Task description: Would you return all of this data exactly, leaving nothing out?

Information provided:
■ ■ ■ ■ ■
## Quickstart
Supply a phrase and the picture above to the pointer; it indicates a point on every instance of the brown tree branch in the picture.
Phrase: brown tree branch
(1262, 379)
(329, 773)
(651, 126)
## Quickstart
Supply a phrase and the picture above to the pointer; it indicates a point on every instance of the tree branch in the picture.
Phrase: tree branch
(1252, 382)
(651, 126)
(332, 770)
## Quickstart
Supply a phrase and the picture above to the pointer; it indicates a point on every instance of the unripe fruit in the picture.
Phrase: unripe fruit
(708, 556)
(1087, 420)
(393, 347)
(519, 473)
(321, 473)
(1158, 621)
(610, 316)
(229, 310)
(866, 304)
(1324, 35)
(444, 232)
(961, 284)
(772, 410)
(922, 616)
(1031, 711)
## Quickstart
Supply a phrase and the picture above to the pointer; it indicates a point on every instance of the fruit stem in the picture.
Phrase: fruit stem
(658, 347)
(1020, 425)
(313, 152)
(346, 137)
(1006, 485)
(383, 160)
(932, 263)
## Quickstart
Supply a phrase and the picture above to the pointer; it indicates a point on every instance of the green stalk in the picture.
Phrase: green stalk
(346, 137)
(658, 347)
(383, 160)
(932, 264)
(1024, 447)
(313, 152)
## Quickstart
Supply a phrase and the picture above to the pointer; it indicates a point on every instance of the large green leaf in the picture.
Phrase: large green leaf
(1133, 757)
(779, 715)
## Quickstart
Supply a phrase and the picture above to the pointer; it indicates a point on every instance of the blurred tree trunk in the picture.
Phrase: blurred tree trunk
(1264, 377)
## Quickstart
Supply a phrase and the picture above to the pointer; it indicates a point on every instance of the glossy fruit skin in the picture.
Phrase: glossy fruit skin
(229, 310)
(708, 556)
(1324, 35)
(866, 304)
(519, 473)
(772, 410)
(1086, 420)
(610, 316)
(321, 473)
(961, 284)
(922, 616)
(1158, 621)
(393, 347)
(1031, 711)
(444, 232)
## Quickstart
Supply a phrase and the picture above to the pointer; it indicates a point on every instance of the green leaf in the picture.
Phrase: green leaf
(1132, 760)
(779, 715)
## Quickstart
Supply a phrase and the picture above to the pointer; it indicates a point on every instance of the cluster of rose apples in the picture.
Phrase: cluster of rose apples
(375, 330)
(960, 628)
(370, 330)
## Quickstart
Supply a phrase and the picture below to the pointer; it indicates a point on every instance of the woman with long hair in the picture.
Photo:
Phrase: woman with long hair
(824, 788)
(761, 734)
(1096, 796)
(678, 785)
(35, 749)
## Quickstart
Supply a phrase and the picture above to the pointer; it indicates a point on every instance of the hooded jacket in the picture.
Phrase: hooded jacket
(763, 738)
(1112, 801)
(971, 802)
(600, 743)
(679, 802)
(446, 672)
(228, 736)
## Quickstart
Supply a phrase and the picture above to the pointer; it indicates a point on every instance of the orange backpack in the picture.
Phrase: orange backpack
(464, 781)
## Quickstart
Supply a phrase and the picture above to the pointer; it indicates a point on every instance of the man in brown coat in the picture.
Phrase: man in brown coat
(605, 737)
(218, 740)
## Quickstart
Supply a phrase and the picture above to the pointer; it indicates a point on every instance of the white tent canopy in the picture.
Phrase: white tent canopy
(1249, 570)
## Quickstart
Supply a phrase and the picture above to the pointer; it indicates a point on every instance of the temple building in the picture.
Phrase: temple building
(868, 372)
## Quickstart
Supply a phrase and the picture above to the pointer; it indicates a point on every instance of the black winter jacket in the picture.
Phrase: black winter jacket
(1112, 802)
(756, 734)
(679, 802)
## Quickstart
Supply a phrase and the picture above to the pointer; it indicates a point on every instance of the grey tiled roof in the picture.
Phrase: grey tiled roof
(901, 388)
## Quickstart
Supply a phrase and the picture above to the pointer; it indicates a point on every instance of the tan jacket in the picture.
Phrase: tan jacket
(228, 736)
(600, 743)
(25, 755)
■ ■ ■ ■ ■
Reply to the task:
## Quickstart
Supply a phrase and the picture above to the pointer; it indicates a point on every instance of the brown tree branch in the picture.
Phrase: brown tree branch
(1262, 379)
(329, 773)
(651, 126)
## Quickstart
Supply a phrase and the picture above to the pointer; it indicates a point on every instance of the tree branch in the picture.
Phrase: tree branch
(1252, 382)
(651, 126)
(332, 770)
## Quickstart
Supply a phrase and the picture above to the pointer; it indicates a point on every instance of the unripe fruit in the picture.
Phrase: unripe fruit
(708, 556)
(1087, 420)
(393, 347)
(519, 473)
(321, 473)
(1158, 621)
(610, 316)
(229, 310)
(866, 304)
(1324, 35)
(444, 232)
(961, 284)
(772, 410)
(922, 616)
(1031, 711)
## Quickstart
Supply a phrase and the picture above to the pointer; it indicates a point on every instance of the fruit stem in the picture.
Phrase: fruit stem
(658, 347)
(1020, 425)
(313, 152)
(346, 137)
(1006, 485)
(383, 160)
(932, 263)
## Quickstart
Supply a phrase and the picture above to the pointer; it indicates a point on every instance of the green stalk in the picture.
Phrase: green stalk
(346, 137)
(658, 347)
(383, 160)
(932, 264)
(1024, 447)
(313, 152)
## Quickstart
Supply a phrase and the picture above to the pointer; it indicates a point on every instance of the large green leaf in the picture.
Phrase: large green leaf
(1133, 757)
(779, 715)
## Quickstart
Supply a phrase and the picture above to the pointer; it indicates a point on every instance of the blurred tree trunk in the picture.
Phrase: blurred tree trunk
(1264, 377)
## Quickstart
Supply a phrase and the picture above to the pointer; it indicates a point on every instance of the glossy fruit skin in the picture.
Phrase: glossy fruit skin
(229, 310)
(708, 556)
(1324, 35)
(866, 304)
(519, 473)
(772, 410)
(1086, 420)
(610, 316)
(321, 473)
(961, 284)
(922, 616)
(1158, 621)
(393, 347)
(1031, 711)
(444, 232)
## Quickstart
Supply a phrase and the picture above to the pointer; it indicates a point on every instance of the green leaf in the picture.
Phrase: green leaf
(1132, 760)
(779, 715)
## Quickstart
Supply a phrase and the picture above to the pointer; it indicates a point on every instance of the cluster of rose apples in the picture.
Phrase: cluster of rose apples
(375, 330)
(960, 628)
(370, 330)
## Quickstart
Supply a phrase and the picture below to the pointer; it indicates a point on every instance of the woman with long hair in the picture.
Photo:
Phrase: woman with long hair
(824, 788)
(761, 734)
(1096, 796)
(678, 785)
(35, 749)
## Quickstart
Supply a phrase and the picture above to the pointer; it indicates a point on every instance of the hooded jacket in the picture.
Phrase: hooded jacket
(763, 738)
(1112, 801)
(971, 802)
(600, 743)
(679, 802)
(446, 672)
(228, 736)
## Quickstart
Supply a phrase and the picture above to the pointer; it indicates a point on every instance of the orange backpack in the picture.
Phrase: orange backpack
(464, 781)
## Quickstart
Supply a phrase and the picture above to the pointer; it indicates a point on every instance of the man in brown coat in the picture.
Phrase: man in brown coat
(605, 737)
(218, 740)
## Quickstart
Supply a phrase and the picture above to the pointer; it indicates a point on every instance of the white tent canopy in the picture.
Phrase: white tent canopy
(1249, 570)
## Quickstart
Supply a phrase and the picture above to the pointer; it indicates a point on every instance of the temple building in the picture.
Phrase: temple building
(868, 372)
## Quickstart
Supply a phrase and the picture above to the pointer; it indicates a point on every instance of the black winter jacket in the picture.
Phrase: black winter jacket
(1112, 802)
(756, 734)
(679, 802)
## Quickstart
Supply a phrase and the picture above to the pointer; it indicates a point on every instance of the grey tiled roof in the picture.
Phrase: grey tiled roof
(901, 388)
## Quickstart
Supply a phrase and the picture above to the pointer; it indicates a point on every instance of the tan jacket in the picture.
Phrase: tan jacket
(228, 736)
(600, 743)
(25, 755)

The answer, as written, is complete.